Study material Block Start
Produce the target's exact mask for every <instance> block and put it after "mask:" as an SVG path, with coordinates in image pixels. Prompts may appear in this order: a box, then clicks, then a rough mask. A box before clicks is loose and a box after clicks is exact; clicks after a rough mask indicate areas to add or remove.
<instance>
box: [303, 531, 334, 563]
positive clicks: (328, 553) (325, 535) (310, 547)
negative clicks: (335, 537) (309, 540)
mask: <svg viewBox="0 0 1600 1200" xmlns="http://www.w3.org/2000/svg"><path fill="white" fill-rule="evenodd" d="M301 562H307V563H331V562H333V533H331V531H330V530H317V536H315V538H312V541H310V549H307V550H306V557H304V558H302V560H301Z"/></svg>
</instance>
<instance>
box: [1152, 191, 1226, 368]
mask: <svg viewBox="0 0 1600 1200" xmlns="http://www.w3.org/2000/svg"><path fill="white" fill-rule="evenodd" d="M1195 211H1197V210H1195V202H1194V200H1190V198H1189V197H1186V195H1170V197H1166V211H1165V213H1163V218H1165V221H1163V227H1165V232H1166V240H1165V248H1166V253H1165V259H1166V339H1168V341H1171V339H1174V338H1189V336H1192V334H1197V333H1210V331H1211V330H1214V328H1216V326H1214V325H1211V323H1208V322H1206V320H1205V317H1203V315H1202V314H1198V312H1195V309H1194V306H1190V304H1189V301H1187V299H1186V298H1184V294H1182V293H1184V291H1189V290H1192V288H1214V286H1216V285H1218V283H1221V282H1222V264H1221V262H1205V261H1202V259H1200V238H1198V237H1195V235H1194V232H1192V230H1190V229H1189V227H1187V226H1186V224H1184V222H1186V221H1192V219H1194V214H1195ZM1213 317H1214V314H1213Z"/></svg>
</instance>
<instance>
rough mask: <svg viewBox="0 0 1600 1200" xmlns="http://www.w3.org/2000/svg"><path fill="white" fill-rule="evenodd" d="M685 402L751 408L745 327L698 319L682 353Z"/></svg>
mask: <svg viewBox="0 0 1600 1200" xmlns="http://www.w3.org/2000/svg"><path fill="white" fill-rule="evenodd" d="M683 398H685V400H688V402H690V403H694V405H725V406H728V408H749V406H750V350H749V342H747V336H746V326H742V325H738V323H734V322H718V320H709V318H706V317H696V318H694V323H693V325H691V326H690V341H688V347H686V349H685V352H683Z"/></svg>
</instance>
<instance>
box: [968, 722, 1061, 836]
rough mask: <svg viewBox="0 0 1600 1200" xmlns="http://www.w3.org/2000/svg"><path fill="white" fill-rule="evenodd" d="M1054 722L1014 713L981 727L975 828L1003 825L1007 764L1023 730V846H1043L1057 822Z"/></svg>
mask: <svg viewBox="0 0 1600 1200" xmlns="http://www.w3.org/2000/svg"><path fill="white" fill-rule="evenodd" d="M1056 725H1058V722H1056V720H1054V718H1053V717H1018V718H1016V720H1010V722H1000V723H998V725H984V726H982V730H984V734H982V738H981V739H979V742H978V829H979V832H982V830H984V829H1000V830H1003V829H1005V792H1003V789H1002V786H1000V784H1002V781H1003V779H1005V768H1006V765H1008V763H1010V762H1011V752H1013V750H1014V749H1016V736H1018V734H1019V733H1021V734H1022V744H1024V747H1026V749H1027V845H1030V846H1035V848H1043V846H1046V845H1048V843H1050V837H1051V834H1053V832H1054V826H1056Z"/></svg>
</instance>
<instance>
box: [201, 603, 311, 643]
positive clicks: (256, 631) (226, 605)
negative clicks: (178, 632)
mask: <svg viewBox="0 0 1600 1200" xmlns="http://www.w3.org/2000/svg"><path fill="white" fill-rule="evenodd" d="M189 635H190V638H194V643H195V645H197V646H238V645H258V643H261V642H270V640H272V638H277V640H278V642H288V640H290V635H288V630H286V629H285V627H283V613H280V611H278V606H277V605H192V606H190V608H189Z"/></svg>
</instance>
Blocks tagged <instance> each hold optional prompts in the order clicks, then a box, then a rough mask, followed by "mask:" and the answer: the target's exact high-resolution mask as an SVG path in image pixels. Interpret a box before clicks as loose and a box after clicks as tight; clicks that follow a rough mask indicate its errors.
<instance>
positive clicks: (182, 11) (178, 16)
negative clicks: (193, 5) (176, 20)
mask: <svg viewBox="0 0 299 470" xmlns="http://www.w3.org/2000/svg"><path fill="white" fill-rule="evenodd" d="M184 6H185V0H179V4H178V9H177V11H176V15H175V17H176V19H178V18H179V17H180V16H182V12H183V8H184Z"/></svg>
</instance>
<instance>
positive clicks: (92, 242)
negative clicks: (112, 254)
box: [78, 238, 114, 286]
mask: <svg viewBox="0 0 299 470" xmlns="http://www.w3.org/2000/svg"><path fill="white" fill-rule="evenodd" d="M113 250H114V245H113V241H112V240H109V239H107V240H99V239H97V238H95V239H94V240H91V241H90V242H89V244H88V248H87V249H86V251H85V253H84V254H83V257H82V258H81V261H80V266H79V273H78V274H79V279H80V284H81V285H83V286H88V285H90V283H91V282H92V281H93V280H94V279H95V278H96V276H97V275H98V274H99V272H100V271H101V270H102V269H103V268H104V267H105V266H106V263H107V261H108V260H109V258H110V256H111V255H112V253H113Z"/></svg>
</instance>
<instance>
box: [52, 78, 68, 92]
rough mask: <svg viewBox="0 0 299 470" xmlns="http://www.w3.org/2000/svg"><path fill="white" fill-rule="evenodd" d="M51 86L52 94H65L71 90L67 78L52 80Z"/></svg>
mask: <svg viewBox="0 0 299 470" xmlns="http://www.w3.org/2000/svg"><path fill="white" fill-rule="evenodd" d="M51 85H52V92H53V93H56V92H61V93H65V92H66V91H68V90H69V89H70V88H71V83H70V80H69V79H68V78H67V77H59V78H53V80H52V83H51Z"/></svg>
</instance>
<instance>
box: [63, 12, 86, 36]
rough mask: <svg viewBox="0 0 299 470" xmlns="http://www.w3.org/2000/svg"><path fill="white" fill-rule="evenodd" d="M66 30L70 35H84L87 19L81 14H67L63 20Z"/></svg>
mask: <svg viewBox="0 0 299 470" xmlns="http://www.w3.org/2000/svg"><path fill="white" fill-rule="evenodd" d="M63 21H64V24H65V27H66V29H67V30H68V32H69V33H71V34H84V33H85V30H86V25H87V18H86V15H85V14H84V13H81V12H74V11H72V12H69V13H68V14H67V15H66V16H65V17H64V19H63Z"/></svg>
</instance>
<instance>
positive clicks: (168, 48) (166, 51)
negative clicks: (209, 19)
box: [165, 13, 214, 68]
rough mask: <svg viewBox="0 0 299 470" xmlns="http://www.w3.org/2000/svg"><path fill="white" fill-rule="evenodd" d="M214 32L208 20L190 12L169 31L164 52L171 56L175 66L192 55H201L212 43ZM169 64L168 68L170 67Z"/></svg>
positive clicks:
Study material Block End
(Work to complete)
Give the entries again exactly as they stand.

(Output below)
Produce the target's exact mask for every <instance> block and put it after "mask:" as an SVG path, with coordinates in image pixels. Prompts may appear in this order: a box, then clicks, then a rough mask. A box before clicks is loose and a box after clicks is exact; clicks after a rough mask indicate areas to add or remove.
<instance>
box: [303, 531, 334, 563]
positive clicks: (328, 553) (325, 535) (310, 547)
negative clicks: (335, 537) (309, 540)
mask: <svg viewBox="0 0 1600 1200" xmlns="http://www.w3.org/2000/svg"><path fill="white" fill-rule="evenodd" d="M301 562H307V563H331V562H333V533H331V531H330V530H317V536H315V538H312V541H310V549H307V550H306V557H304V558H302V560H301Z"/></svg>
</instance>
<instance>
box: [1152, 191, 1226, 368]
mask: <svg viewBox="0 0 1600 1200" xmlns="http://www.w3.org/2000/svg"><path fill="white" fill-rule="evenodd" d="M1195 211H1197V210H1195V202H1194V200H1190V198H1189V197H1186V195H1170V197H1166V211H1165V213H1163V218H1165V221H1163V227H1165V232H1166V240H1165V248H1166V253H1165V259H1166V339H1168V341H1171V339H1174V338H1189V336H1192V334H1197V333H1210V331H1211V330H1214V328H1216V326H1214V325H1211V323H1208V322H1206V320H1205V317H1203V315H1202V314H1198V312H1195V309H1194V306H1190V304H1189V301H1187V299H1186V298H1184V294H1182V293H1184V291H1189V290H1192V288H1214V286H1216V285H1218V283H1221V282H1222V264H1221V262H1205V261H1202V259H1200V238H1198V237H1195V235H1194V232H1192V230H1190V229H1189V227H1187V226H1186V224H1184V222H1186V221H1192V219H1194V214H1195ZM1213 317H1214V314H1213Z"/></svg>
</instance>
<instance>
rough mask: <svg viewBox="0 0 1600 1200" xmlns="http://www.w3.org/2000/svg"><path fill="white" fill-rule="evenodd" d="M685 402L751 408L745 327L698 319L682 353Z"/></svg>
mask: <svg viewBox="0 0 1600 1200" xmlns="http://www.w3.org/2000/svg"><path fill="white" fill-rule="evenodd" d="M683 398H685V400H688V402H690V403H694V405H725V406H728V408H749V406H750V350H749V342H747V336H746V326H742V325H738V323H734V322H718V320H709V318H706V317H696V318H694V323H693V325H691V326H690V341H688V347H686V349H685V352H683Z"/></svg>
</instance>
<instance>
box: [968, 722, 1061, 836]
rough mask: <svg viewBox="0 0 1600 1200" xmlns="http://www.w3.org/2000/svg"><path fill="white" fill-rule="evenodd" d="M1054 722L1014 713L981 727L975 828L1003 825L1007 764L1023 730V846H1043L1057 822Z"/></svg>
mask: <svg viewBox="0 0 1600 1200" xmlns="http://www.w3.org/2000/svg"><path fill="white" fill-rule="evenodd" d="M1056 725H1058V722H1056V720H1054V718H1053V717H1018V718H1016V720H1010V722H1000V723H998V725H984V726H982V730H984V734H982V738H981V739H979V742H978V829H979V832H982V830H984V829H1000V830H1003V829H1005V792H1003V789H1002V786H1000V784H1002V781H1003V779H1005V768H1006V765H1008V763H1010V762H1011V752H1013V750H1014V749H1016V736H1018V734H1019V733H1021V734H1022V744H1024V747H1026V749H1027V845H1030V846H1035V848H1043V846H1046V845H1048V843H1050V837H1051V834H1053V832H1054V826H1056Z"/></svg>
</instance>
<instance>
box: [201, 603, 311, 643]
positive clicks: (256, 631) (226, 605)
negative clicks: (178, 632)
mask: <svg viewBox="0 0 1600 1200" xmlns="http://www.w3.org/2000/svg"><path fill="white" fill-rule="evenodd" d="M189 635H190V638H194V643H195V645H197V646H238V645H258V643H261V642H270V640H272V638H277V640H278V642H288V640H290V635H288V630H286V629H285V627H283V613H280V611H278V606H277V605H192V606H190V608H189Z"/></svg>
</instance>
Blocks tagged <instance> each hold optional prompts in the order clicks, then a box, then a rough mask, followed by "mask:" and the answer: the target's exact high-resolution mask as an SVG path in image pixels. Interpret a box before clicks as loose and a box after clicks as tight; clicks that follow a rough mask indicate its errors.
<instance>
positive clicks: (182, 11) (178, 16)
negative clicks: (193, 5) (176, 20)
mask: <svg viewBox="0 0 299 470" xmlns="http://www.w3.org/2000/svg"><path fill="white" fill-rule="evenodd" d="M184 6H185V0H179V4H178V9H177V11H176V15H175V17H176V19H178V18H179V17H180V16H182V12H183V8H184Z"/></svg>
</instance>
<instance>
positive clicks: (92, 242)
negative clicks: (112, 254)
box: [78, 238, 114, 286]
mask: <svg viewBox="0 0 299 470" xmlns="http://www.w3.org/2000/svg"><path fill="white" fill-rule="evenodd" d="M113 250H114V245H113V241H112V240H109V239H107V240H99V239H97V238H95V239H94V240H91V241H90V242H89V244H88V248H87V249H86V251H85V253H84V254H83V257H82V258H81V261H80V266H79V273H78V274H79V279H80V284H81V285H83V286H88V285H90V283H91V282H92V281H93V280H94V279H95V278H96V276H97V275H98V274H99V272H100V271H101V270H102V269H103V268H104V267H105V266H106V263H107V261H108V260H109V258H110V256H111V255H112V253H113Z"/></svg>
</instance>
<instance>
box: [52, 78, 68, 92]
rough mask: <svg viewBox="0 0 299 470" xmlns="http://www.w3.org/2000/svg"><path fill="white" fill-rule="evenodd" d="M51 86L52 94H65L71 90L67 78L52 80Z"/></svg>
mask: <svg viewBox="0 0 299 470" xmlns="http://www.w3.org/2000/svg"><path fill="white" fill-rule="evenodd" d="M51 85H52V92H53V93H56V92H61V93H65V92H66V91H68V90H69V89H70V88H71V83H70V80H69V79H68V78H67V77H59V78H53V80H52V83H51Z"/></svg>
</instance>
<instance>
box: [63, 12, 86, 36]
rough mask: <svg viewBox="0 0 299 470" xmlns="http://www.w3.org/2000/svg"><path fill="white" fill-rule="evenodd" d="M66 30L70 35H84L87 19L81 14H67L63 20Z"/></svg>
mask: <svg viewBox="0 0 299 470" xmlns="http://www.w3.org/2000/svg"><path fill="white" fill-rule="evenodd" d="M63 21H64V24H65V27H66V29H67V30H68V32H69V33H71V34H84V33H85V30H86V25H87V18H86V15H85V14H84V13H81V12H74V11H72V12H69V13H68V14H67V15H66V16H65V17H64V19H63Z"/></svg>
</instance>
<instance>
positive clicks: (168, 48) (166, 51)
negative clicks: (209, 19)
box: [165, 13, 214, 68]
rough mask: <svg viewBox="0 0 299 470" xmlns="http://www.w3.org/2000/svg"><path fill="white" fill-rule="evenodd" d="M214 32L208 20L190 12L169 31L164 52L171 56L175 66L192 55H201L212 43ZM169 64L168 68L170 67Z"/></svg>
positive clicks:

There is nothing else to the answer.